Requirement —
Check each line of the listing, and copy it if it contains the word "object".

Provided records —
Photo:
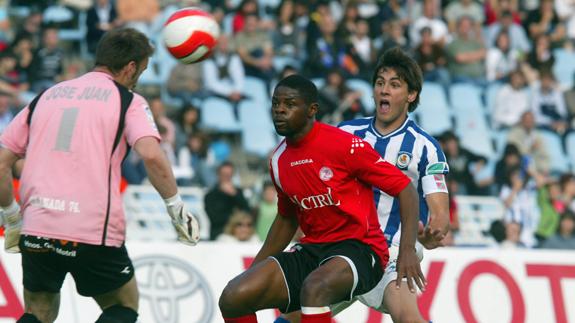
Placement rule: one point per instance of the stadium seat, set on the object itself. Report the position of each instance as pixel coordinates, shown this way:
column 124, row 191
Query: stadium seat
column 217, row 114
column 433, row 113
column 558, row 158
column 464, row 96
column 570, row 146
column 366, row 90
column 474, row 132
column 564, row 67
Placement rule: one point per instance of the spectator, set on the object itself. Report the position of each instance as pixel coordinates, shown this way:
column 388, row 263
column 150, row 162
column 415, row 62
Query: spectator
column 518, row 39
column 326, row 51
column 569, row 97
column 240, row 228
column 546, row 21
column 548, row 104
column 100, row 18
column 519, row 195
column 464, row 166
column 513, row 233
column 456, row 10
column 255, row 48
column 186, row 82
column 222, row 199
column 565, row 237
column 501, row 59
column 430, row 19
column 6, row 112
column 187, row 122
column 466, row 55
column 511, row 102
column 267, row 210
column 432, row 59
column 159, row 113
column 549, row 222
column 143, row 15
column 495, row 9
column 224, row 74
column 197, row 162
column 337, row 101
column 530, row 142
column 47, row 66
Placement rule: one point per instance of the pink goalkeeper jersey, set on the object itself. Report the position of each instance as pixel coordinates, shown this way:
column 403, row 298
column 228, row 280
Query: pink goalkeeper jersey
column 70, row 184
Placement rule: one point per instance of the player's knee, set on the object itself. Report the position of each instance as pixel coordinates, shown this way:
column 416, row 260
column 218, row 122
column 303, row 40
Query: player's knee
column 118, row 314
column 28, row 318
column 315, row 291
column 235, row 296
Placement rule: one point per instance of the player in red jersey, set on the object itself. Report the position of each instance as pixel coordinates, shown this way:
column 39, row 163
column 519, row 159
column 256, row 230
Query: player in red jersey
column 324, row 178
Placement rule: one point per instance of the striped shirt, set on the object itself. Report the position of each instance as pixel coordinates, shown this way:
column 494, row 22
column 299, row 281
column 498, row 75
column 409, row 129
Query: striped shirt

Answer box —
Placement rule: one point per instance of the stadium seat, set on the object itself. Report the position of each instance as pixel coordinates, shown this way:
Placement rule: one point per instance of the spectator, set on the object itself. Report the position of each instance as pixel coordinates, shown this way:
Placement rule: one point per instance of the pink goalkeeper jersey, set on the object itself. Report the position of each instance as pixel coordinates, shown this way:
Placement rule: one point per instance of the player's knee, set on the object itself. Report the position of each instance as pixel coordinates, shown this way:
Placement rule: one point per instance of the player in red jersey, set on the object itself. Report the position of each instance as pixel coordinates, shown this way:
Placement rule: one point per instance of the striped shirt, set on the object itself. Report the position of each instance as pixel coordinates, shown this way:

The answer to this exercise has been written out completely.